▶ **STATED EXERCISE**
Repeat exactly, and only, the lines from the one containing "Mark the green" through the end of the records.

begin SUPPLIED MATERIAL

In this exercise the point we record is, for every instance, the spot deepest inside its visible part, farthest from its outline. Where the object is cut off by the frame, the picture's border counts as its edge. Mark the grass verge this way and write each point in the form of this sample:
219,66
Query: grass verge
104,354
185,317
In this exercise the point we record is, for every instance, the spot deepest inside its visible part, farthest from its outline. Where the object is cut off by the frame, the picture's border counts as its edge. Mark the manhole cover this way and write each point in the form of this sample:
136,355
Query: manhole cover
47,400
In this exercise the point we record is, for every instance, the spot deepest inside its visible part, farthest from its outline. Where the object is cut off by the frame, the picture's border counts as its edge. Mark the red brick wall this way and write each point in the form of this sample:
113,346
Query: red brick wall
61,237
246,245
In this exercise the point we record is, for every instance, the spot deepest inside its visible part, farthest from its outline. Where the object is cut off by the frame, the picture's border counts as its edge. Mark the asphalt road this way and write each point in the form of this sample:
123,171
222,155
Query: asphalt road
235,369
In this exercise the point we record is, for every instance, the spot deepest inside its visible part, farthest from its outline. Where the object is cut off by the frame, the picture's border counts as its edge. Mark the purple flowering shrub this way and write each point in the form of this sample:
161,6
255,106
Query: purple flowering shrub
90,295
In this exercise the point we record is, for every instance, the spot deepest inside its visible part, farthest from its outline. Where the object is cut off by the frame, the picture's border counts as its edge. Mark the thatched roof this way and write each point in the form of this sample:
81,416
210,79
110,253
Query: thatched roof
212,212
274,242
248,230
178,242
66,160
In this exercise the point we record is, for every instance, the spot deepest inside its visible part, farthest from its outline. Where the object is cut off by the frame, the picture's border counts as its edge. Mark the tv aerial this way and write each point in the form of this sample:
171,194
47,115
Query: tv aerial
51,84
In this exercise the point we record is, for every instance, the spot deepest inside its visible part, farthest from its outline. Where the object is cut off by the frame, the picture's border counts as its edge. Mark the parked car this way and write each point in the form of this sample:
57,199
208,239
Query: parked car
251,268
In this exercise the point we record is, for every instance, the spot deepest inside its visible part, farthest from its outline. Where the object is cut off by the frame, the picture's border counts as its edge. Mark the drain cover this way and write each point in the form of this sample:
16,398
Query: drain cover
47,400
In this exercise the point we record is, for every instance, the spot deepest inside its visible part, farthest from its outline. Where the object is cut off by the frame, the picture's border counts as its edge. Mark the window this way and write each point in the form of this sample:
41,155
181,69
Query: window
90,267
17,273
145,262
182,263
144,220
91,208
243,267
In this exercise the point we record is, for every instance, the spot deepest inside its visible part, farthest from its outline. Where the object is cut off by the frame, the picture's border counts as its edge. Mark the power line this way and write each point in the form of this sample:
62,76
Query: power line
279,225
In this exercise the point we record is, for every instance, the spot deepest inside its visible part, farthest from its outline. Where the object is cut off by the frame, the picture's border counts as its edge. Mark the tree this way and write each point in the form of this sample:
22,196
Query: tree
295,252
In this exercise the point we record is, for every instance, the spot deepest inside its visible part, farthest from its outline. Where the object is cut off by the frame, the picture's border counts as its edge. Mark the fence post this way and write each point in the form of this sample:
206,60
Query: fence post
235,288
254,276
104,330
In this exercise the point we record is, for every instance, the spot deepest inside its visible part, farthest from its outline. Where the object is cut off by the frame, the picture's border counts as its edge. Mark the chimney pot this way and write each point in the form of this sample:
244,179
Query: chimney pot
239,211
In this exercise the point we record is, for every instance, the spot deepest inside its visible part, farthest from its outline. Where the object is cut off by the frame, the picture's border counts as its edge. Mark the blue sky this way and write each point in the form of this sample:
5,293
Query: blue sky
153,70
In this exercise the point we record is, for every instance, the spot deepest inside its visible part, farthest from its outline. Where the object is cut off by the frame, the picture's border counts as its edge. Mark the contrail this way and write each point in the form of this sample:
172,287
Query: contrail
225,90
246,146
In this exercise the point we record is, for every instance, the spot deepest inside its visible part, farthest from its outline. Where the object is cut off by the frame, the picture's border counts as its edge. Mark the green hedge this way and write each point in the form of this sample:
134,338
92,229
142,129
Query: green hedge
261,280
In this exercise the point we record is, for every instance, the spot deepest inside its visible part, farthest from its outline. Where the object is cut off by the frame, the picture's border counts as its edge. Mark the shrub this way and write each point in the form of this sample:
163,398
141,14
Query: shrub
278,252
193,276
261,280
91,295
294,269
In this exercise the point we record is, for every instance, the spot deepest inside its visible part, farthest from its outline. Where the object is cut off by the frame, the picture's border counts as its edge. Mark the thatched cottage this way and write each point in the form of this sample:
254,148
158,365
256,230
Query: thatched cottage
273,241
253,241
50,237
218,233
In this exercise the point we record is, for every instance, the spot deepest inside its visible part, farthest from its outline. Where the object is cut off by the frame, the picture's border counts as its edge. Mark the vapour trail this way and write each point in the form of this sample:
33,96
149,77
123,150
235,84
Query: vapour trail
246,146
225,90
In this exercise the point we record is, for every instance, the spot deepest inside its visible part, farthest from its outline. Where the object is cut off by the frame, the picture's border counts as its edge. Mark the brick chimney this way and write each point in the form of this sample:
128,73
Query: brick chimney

end SUPPLIED MATERIAL

▶ **THE RESULT**
In this exercise the point we record is, for every instance, the spot deepest inside its visible part, farthest from its outline. Where the object is cut off by the frame, the picture's border counts as its edge. Mark the green hedge this way and write each point in the form of this sample:
134,338
92,229
142,129
Query: green hedge
261,280
In this exercise the point we record is, for every instance, the spot deepest inside its visible part, farthest from its outline. Where the object is cut off by the frame, the picture's border counts as its edge. Mark the shrub this way and write each point in the form of this sample:
163,398
141,14
Query: shrub
278,252
193,276
261,280
91,295
294,269
In this exercise the point we record is, for every instance, the spot deepest inside its visible part, farthest from its outline. Where the object is cut off by the frame, the picture's border counts as its edge. Mark the thatched cottage this way and write each point in the form of this sample:
254,148
158,365
256,230
Query: thatched cottage
273,241
253,241
50,237
218,233
In this exercise the point we record is, for every instance, the spot deepest inside its visible part, farthest from its outline. Where the object is cut off by the frame, the picture's border counts as its edge. Mark the vapour trail this way and write each point in the form of this sample:
33,96
149,77
123,150
235,84
Query: vapour trail
246,146
225,90
In this exercise the point we record is, for every instance, the spot deepest inside its visible part, farthest from its outline. Where the object is cut off by the frame, the picture's border counts as its edge. Mark the brick chimney this way and write each point in the form of this sample:
128,73
Query: brick chimney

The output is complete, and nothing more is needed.